* [AIM OF THE TASK]: Show every line of the material below that contains the string "instances", copying each line in full.

Labeling and segmentation records
##########
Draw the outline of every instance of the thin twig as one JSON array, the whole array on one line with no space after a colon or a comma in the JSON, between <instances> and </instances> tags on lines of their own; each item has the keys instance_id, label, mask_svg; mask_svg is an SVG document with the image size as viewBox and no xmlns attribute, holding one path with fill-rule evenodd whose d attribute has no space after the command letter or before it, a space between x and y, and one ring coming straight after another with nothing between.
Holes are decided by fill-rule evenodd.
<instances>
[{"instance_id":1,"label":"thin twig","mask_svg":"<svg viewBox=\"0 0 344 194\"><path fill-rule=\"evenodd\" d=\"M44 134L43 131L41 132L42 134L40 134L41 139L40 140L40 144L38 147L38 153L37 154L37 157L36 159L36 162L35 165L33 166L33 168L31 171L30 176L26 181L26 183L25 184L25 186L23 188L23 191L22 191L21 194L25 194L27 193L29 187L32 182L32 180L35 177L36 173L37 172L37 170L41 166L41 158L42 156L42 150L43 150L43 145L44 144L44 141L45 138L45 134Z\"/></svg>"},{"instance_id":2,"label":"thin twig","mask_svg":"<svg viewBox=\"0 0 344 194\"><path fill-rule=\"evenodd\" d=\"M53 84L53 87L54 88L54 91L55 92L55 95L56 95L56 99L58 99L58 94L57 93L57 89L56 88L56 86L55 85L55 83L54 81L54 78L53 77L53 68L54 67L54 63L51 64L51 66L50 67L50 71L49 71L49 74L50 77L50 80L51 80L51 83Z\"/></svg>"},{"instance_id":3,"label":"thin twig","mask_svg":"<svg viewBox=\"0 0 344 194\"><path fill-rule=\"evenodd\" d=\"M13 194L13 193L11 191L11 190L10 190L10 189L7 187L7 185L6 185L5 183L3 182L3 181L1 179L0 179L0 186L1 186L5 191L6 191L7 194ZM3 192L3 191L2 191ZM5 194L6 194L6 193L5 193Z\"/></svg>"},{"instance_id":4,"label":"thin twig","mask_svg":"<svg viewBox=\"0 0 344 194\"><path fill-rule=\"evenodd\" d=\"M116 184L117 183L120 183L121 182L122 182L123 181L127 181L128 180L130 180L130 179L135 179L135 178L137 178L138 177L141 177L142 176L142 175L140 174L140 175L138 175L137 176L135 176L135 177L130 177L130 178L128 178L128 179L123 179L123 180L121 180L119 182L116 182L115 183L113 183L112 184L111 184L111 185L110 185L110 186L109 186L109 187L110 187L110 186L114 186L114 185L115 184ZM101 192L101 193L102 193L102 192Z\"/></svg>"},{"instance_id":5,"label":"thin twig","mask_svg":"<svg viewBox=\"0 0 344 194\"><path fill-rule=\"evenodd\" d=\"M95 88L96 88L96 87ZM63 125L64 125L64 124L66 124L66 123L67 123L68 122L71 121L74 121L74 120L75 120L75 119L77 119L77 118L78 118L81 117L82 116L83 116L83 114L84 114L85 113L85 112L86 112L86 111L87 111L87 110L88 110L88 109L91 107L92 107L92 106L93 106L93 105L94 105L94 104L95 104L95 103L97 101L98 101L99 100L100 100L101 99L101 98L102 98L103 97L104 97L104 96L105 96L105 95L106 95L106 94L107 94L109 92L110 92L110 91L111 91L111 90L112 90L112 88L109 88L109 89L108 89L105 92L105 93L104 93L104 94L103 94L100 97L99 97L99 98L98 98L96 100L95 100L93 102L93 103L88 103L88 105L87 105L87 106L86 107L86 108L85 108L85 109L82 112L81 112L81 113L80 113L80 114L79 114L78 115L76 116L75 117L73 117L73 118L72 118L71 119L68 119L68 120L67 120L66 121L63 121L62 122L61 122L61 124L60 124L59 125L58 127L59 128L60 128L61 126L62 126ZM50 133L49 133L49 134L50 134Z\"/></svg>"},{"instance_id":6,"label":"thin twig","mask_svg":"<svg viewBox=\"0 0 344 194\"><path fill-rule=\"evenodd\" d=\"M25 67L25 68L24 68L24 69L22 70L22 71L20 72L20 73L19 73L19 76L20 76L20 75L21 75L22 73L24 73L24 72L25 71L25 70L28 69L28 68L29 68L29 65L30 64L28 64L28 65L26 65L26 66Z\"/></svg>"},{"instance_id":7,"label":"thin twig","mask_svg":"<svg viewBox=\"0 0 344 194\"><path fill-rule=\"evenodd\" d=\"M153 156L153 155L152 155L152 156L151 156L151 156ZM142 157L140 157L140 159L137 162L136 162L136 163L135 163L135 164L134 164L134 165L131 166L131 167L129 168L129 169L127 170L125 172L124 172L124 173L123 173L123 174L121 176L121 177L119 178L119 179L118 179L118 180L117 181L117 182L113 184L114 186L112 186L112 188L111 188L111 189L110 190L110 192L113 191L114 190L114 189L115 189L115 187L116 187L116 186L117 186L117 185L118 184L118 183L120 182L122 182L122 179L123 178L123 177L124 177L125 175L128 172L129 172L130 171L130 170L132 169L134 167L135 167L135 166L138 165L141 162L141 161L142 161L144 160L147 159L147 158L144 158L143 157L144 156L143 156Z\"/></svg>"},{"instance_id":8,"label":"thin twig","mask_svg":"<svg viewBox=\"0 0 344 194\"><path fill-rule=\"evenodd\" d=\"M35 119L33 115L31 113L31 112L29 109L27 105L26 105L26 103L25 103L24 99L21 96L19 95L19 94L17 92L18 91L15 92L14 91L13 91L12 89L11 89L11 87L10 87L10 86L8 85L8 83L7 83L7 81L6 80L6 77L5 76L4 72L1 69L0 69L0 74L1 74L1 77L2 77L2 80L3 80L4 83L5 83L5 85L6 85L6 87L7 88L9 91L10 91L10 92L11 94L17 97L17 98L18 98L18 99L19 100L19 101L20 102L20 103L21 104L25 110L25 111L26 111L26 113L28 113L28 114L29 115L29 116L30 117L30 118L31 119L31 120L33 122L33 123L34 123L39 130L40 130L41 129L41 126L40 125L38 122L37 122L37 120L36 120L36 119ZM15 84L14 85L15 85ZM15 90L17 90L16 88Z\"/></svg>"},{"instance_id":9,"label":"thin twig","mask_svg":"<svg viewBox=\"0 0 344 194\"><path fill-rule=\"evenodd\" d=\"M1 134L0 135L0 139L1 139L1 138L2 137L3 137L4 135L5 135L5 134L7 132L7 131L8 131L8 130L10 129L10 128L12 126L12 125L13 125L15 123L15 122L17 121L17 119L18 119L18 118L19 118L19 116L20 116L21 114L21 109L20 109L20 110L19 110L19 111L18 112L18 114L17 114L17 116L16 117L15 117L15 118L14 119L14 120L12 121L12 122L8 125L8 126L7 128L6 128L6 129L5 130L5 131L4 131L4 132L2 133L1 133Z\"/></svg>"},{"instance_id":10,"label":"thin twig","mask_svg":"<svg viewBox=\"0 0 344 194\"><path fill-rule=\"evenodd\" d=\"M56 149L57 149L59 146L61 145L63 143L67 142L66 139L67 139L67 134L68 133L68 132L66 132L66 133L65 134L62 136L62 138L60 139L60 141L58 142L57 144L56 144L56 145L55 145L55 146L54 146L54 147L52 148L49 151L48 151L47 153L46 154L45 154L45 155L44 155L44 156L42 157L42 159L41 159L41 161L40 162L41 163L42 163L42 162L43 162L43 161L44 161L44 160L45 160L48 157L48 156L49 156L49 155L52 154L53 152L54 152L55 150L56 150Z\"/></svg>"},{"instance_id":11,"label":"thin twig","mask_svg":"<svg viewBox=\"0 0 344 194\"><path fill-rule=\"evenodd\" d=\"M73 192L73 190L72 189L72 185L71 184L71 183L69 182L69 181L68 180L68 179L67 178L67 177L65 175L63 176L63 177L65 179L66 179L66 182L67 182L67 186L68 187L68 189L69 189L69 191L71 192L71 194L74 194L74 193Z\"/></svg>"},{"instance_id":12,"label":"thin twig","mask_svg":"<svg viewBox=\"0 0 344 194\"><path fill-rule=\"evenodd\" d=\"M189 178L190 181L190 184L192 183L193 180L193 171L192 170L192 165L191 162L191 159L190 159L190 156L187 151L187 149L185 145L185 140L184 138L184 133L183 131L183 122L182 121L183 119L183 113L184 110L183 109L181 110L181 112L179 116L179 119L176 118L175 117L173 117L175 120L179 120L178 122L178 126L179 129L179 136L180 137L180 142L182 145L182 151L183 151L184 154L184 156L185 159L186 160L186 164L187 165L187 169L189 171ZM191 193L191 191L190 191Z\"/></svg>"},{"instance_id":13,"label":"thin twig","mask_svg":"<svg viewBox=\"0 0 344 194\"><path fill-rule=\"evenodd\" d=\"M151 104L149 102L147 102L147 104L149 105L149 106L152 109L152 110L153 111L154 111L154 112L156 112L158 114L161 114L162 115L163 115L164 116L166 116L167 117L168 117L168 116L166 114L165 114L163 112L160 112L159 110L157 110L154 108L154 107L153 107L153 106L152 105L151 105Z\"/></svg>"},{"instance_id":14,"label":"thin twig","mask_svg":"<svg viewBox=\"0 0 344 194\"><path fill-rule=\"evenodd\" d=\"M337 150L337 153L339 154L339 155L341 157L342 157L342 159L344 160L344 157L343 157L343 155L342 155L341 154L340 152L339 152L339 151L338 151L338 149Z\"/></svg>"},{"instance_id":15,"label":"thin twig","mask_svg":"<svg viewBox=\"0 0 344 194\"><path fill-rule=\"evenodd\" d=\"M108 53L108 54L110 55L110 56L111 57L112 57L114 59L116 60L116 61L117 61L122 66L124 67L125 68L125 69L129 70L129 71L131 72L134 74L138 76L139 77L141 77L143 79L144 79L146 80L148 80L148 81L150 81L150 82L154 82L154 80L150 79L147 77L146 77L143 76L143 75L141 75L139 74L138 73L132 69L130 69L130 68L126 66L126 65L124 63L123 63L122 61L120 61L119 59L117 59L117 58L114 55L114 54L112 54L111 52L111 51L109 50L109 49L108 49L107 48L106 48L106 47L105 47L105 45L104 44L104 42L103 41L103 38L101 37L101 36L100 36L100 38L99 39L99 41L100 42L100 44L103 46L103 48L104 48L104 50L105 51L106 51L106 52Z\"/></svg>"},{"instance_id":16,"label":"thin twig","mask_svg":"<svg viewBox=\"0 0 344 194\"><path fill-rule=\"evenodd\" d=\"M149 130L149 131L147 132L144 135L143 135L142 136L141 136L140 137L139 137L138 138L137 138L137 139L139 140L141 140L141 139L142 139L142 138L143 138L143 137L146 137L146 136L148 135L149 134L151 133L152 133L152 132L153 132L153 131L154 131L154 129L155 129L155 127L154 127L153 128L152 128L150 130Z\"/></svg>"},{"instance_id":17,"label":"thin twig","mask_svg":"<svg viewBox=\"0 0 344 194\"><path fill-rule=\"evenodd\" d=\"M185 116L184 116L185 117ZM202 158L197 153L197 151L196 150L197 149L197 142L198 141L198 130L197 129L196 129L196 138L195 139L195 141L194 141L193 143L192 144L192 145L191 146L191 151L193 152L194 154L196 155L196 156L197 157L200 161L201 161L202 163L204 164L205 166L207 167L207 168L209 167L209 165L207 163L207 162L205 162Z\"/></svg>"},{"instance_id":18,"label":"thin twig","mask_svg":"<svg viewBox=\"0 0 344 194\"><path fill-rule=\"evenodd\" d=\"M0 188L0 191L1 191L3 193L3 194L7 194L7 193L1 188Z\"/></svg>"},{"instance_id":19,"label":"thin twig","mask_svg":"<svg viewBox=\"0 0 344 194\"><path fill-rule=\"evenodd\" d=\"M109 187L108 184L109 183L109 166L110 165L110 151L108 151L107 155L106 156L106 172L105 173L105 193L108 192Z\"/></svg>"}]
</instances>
##########
* [WRITTEN ANSWER]:
Draw the outline of every instance of the thin twig as one JSON array, the whole array on one line with no space after a colon or a comma in the JSON, between <instances> and </instances> tags on lines of their own; each item has the keys instance_id, label, mask_svg; mask_svg is an SVG document with the image size as viewBox and no xmlns attribute, holding one path with fill-rule evenodd whose d attribute has no space after the command letter or before it, a space between x and y, and one ring coming straight after another with nothing between.
<instances>
</instances>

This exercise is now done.